=== Set problem ===
Return every line in the rows below that contains the word "shrub", copying each line in full.

=== Data to use ===
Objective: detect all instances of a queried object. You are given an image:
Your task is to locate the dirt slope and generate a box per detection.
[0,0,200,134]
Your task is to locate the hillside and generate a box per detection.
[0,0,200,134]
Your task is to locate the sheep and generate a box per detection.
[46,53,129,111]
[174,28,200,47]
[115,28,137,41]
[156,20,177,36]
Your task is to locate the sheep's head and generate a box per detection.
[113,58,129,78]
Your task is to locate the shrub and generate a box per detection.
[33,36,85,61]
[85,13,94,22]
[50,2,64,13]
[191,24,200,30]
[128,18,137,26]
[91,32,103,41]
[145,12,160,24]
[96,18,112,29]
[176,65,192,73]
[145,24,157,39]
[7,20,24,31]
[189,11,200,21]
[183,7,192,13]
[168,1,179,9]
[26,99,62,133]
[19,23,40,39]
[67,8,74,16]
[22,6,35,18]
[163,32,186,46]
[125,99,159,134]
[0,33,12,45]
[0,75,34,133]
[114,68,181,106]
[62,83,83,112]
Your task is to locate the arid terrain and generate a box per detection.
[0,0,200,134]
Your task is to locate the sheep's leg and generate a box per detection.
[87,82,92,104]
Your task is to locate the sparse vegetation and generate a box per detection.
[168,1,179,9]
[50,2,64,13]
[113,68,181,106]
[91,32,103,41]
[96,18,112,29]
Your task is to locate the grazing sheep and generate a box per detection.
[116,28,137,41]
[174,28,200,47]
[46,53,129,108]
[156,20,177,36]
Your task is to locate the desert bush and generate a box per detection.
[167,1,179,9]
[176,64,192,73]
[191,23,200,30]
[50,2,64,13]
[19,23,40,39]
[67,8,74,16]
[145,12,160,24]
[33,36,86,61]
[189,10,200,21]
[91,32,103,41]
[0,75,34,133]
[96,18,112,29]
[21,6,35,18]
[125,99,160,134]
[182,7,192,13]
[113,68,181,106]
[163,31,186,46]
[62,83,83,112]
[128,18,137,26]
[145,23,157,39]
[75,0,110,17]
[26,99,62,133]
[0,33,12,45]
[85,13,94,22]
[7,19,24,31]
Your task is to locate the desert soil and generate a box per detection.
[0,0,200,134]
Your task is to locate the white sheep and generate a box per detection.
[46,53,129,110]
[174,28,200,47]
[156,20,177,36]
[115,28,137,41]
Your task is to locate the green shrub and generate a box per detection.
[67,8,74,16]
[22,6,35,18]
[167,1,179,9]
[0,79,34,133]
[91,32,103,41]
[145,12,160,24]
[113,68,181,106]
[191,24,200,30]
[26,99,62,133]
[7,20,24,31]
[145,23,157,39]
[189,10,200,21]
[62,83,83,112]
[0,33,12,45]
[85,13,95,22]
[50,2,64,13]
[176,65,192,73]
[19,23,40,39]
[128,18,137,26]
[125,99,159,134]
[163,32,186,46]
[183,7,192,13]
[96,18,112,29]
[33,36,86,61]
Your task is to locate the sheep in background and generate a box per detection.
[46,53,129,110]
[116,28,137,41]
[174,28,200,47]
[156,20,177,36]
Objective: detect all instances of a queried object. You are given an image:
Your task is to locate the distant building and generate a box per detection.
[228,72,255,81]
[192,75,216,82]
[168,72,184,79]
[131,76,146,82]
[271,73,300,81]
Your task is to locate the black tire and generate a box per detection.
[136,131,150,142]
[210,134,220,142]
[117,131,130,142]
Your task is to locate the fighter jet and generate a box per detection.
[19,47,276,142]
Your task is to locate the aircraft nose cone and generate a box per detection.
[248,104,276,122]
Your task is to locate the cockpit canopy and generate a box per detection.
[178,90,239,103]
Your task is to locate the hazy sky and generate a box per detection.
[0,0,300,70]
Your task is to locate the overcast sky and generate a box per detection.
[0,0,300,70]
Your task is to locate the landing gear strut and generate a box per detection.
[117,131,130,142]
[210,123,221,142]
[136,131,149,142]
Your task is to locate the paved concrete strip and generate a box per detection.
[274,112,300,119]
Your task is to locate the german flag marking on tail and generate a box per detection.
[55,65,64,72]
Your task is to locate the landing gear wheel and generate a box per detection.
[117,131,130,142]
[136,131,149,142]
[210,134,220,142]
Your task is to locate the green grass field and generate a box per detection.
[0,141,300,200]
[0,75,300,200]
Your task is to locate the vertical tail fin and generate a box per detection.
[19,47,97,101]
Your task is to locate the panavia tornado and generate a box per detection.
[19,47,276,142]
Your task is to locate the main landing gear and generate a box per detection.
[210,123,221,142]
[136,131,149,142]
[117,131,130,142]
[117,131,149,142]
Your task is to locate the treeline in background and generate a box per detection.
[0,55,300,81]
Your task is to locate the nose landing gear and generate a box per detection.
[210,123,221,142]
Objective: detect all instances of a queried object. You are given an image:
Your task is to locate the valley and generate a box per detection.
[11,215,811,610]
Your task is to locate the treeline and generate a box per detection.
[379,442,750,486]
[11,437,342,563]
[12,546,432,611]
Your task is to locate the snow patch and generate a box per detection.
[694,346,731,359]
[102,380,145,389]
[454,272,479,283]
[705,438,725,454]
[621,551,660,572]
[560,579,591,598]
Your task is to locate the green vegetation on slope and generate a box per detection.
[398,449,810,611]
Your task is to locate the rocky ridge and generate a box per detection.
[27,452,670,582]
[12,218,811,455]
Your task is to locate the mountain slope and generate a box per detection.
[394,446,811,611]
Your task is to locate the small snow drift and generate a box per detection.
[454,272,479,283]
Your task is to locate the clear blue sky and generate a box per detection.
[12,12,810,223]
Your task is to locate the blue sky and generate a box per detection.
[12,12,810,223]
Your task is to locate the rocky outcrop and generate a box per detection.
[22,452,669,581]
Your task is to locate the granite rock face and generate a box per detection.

=== Task answer ===
Your task is to locate the shrub and generate a box per detection.
Your task is to locate the green shrub and generate a box per detection.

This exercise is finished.